SUPPLIED MATERIAL.

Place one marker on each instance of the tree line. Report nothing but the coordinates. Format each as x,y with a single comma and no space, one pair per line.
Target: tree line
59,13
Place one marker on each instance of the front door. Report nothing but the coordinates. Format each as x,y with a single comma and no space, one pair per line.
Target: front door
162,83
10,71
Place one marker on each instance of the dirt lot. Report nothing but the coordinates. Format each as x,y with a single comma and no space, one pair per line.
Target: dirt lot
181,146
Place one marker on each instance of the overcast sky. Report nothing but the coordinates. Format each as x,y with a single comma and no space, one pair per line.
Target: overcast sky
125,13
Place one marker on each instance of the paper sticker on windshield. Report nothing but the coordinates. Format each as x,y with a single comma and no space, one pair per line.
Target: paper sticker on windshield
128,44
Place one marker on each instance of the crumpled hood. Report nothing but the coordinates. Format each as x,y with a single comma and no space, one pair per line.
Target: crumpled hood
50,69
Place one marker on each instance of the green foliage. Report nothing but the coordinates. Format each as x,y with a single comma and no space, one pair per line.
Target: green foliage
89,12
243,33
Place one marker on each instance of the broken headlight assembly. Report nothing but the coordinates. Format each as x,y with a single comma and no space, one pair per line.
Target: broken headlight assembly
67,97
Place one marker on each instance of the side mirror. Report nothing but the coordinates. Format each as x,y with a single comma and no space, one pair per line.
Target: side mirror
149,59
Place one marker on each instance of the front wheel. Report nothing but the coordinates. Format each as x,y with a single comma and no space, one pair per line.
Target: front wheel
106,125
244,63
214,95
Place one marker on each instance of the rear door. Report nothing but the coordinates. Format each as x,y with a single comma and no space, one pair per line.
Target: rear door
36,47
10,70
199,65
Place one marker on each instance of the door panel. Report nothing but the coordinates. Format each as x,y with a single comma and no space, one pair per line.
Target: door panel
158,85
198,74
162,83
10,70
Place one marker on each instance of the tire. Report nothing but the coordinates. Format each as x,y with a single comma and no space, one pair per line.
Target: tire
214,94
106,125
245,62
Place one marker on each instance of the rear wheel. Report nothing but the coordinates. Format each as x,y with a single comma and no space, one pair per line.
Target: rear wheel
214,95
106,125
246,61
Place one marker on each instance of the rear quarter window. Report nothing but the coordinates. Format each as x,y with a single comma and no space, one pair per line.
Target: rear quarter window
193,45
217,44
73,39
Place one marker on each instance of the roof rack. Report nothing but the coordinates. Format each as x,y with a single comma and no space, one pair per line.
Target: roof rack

WHAT YOU SHOULD DO. Find the lines in the records above that hold the word "roof", and give only how many there are.

ANSWER BOX. 2